* Exercise requirements
Produce an exact copy of the line containing "point(557, 489)" and of every line after it in the material below, ending with the final line.

(Task data Opens)

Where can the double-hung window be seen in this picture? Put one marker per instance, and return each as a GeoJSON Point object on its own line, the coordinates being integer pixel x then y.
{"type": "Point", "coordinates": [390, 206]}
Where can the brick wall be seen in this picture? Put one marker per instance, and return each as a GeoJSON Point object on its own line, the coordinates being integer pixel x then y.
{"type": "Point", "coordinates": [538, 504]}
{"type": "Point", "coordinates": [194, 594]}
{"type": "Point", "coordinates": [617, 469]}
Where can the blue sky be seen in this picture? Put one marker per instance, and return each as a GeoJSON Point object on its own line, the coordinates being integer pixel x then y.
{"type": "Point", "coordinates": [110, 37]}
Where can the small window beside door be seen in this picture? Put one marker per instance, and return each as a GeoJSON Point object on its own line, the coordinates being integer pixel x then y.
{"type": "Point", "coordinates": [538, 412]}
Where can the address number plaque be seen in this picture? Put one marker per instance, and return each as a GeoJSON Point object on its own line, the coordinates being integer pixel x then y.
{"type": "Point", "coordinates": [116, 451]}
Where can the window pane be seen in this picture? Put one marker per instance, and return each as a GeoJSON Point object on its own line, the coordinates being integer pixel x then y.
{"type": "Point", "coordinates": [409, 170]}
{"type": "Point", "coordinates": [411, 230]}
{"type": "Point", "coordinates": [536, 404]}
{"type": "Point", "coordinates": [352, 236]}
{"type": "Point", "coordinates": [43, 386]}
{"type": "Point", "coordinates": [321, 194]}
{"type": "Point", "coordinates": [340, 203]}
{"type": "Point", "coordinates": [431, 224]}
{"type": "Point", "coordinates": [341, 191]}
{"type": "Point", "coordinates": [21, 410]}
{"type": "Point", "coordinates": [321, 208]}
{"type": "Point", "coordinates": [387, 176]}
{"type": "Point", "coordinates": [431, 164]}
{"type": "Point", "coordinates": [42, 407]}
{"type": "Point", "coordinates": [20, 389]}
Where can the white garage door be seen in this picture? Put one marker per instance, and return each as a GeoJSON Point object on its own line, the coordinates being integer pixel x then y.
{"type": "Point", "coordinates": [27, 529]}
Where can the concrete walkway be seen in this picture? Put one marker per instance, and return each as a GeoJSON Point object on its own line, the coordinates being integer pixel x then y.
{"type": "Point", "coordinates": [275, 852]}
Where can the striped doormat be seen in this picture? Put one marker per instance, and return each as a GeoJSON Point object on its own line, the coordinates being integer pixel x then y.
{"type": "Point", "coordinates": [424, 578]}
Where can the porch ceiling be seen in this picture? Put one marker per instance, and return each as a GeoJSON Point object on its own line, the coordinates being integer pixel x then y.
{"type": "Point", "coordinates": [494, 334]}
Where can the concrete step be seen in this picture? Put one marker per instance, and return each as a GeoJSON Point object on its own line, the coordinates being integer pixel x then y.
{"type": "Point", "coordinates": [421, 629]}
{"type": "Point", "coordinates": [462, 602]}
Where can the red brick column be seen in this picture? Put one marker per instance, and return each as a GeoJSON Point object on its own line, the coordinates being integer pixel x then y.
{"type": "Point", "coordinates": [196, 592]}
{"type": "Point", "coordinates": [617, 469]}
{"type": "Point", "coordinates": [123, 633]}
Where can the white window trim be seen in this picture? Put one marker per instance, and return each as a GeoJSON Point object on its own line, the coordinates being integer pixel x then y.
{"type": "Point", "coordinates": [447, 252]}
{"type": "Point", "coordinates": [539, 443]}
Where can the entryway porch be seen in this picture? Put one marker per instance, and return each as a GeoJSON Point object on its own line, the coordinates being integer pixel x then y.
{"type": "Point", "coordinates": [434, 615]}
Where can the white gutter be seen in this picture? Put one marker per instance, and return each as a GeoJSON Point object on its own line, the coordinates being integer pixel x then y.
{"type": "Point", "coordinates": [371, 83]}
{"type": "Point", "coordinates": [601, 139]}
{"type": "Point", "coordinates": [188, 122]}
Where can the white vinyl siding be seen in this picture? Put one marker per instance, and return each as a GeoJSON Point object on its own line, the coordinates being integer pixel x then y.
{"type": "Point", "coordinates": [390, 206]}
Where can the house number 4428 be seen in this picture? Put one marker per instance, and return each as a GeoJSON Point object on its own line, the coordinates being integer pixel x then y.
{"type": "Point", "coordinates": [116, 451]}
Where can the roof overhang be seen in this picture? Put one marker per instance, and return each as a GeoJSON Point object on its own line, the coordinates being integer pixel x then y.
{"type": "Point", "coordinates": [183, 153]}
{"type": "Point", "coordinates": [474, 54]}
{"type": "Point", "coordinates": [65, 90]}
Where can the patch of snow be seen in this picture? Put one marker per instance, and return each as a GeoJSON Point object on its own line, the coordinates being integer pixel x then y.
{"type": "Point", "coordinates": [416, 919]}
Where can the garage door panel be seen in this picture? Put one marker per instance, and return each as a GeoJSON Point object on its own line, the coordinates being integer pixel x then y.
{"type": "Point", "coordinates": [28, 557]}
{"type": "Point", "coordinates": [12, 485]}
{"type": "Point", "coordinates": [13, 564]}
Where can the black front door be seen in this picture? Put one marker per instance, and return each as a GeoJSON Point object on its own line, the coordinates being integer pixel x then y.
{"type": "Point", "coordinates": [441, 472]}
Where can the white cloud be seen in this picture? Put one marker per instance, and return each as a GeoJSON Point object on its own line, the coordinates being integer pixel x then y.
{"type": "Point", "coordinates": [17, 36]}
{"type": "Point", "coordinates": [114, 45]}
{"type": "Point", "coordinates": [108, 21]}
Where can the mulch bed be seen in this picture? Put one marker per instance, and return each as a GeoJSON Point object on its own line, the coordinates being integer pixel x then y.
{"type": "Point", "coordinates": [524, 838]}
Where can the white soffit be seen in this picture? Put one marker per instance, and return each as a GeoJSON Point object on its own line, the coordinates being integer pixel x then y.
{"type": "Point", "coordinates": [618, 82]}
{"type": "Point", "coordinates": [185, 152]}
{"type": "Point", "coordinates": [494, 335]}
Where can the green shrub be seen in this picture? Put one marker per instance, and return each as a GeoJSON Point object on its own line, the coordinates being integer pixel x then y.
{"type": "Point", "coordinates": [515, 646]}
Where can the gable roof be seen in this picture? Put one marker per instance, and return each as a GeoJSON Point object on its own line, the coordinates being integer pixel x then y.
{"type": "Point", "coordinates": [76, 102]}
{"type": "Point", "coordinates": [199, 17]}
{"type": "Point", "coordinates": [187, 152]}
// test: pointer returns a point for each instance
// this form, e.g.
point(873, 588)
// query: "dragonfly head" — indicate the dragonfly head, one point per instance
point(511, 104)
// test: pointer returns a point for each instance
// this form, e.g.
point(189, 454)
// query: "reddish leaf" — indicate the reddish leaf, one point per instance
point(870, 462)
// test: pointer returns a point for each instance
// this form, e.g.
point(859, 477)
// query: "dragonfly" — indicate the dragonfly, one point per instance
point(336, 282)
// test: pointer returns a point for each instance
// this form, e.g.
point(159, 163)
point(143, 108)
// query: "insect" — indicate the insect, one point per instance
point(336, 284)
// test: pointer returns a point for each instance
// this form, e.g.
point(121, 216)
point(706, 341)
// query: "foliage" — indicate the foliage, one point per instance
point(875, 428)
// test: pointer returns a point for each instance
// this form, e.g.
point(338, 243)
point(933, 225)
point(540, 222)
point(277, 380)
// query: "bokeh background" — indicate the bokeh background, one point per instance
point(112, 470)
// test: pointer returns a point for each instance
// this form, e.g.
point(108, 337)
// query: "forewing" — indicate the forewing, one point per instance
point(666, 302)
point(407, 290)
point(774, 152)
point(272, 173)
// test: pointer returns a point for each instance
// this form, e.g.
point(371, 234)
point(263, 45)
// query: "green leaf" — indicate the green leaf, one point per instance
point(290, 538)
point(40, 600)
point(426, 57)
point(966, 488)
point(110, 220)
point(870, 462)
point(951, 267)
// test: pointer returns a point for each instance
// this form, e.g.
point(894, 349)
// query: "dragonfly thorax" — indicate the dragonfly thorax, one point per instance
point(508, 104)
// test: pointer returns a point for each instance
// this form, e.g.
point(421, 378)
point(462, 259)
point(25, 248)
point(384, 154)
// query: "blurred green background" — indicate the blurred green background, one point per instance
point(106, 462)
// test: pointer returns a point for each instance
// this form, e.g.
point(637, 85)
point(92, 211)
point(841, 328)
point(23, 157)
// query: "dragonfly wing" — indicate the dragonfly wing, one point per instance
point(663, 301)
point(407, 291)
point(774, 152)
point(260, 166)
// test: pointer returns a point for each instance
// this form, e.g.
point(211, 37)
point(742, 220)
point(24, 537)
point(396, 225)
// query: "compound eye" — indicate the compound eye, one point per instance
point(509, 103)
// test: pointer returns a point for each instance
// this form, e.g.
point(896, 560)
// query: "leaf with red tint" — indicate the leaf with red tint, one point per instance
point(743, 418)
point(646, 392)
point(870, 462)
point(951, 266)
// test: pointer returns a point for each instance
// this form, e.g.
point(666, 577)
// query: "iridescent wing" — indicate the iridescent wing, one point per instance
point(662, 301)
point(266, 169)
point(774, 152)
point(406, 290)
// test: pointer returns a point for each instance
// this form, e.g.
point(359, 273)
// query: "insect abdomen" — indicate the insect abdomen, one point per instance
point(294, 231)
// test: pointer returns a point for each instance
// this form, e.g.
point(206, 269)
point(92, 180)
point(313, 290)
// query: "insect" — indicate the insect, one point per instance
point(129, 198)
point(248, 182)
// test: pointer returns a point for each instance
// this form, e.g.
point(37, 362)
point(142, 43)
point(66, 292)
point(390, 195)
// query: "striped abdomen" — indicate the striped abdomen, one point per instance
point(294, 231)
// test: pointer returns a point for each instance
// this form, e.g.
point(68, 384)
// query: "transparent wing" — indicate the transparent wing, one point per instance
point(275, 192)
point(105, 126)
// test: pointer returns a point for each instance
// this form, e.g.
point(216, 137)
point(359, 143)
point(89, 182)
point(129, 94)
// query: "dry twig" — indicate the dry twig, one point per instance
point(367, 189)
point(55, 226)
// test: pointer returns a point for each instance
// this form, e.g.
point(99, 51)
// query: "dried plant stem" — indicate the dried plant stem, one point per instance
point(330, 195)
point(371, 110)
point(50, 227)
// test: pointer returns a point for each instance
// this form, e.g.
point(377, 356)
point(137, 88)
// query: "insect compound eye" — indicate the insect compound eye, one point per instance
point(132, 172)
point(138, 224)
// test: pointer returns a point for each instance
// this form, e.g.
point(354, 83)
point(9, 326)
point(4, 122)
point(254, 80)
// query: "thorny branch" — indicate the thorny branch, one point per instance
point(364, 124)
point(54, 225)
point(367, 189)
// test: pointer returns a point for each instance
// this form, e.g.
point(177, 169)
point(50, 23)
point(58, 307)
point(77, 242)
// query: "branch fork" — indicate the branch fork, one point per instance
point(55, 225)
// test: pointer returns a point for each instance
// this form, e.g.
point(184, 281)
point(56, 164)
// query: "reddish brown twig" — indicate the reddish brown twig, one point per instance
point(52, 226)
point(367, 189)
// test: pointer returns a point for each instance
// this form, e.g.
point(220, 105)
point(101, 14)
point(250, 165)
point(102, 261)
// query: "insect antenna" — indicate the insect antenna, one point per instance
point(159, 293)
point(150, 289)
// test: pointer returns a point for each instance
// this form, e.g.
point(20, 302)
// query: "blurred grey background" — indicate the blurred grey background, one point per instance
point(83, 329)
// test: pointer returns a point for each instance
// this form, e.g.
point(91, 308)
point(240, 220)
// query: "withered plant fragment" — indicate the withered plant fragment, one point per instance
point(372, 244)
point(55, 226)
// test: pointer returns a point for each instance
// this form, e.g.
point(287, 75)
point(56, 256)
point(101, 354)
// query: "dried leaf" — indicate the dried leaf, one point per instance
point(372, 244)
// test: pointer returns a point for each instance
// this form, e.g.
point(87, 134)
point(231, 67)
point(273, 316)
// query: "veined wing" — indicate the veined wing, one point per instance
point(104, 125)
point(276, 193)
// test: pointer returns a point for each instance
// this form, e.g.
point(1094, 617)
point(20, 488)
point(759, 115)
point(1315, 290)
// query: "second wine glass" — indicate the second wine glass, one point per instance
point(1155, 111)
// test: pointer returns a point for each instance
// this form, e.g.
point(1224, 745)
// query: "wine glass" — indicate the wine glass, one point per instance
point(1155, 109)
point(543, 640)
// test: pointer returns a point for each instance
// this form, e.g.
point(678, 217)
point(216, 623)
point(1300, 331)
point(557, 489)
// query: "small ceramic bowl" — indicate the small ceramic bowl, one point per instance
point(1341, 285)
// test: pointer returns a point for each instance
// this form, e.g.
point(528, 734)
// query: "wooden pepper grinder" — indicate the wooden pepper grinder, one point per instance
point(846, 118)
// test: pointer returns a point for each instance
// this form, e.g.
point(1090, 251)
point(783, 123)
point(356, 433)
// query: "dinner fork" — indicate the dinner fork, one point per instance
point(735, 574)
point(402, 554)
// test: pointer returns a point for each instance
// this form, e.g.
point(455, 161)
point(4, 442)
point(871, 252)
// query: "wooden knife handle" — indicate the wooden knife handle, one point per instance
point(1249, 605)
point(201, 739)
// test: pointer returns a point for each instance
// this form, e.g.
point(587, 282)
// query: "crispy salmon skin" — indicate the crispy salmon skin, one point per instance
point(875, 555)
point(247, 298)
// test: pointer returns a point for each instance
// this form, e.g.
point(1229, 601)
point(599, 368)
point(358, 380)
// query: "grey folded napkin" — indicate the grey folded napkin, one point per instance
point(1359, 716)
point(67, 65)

(Task data Closes)

* Reply
point(557, 489)
// query: "small ceramic bowl" — indicate the small ceramic bowl, one point per instance
point(1341, 285)
// test: pointer returns a point for each instance
// this form, e.g.
point(528, 734)
// query: "wooden pepper grinder" — indicate the wooden pepper grinder, one point per instance
point(846, 118)
// test: pointer returns a point for each instance
// this form, e.g.
point(1090, 251)
point(783, 123)
point(356, 433)
// query: "dinner fork" — indicate the dinner fork, one point per instance
point(735, 574)
point(402, 554)
// test: pointer returns a point for each instance
// this form, e.g.
point(455, 161)
point(4, 442)
point(871, 252)
// query: "wooden knife handle" — indicate the wooden knife handle, one point per instance
point(1249, 605)
point(201, 739)
// test: pointer returns a point for each instance
// this form, e.g.
point(587, 282)
// query: "crispy salmon skin" — indicate the crispy salmon skin, one point per instance
point(875, 555)
point(247, 298)
// test: pointer returns a point for each instance
// this form, e.g.
point(1229, 601)
point(599, 368)
point(358, 380)
// query: "grey folded napkin" — indicate the grey folded napkin, one point per instance
point(1359, 716)
point(67, 65)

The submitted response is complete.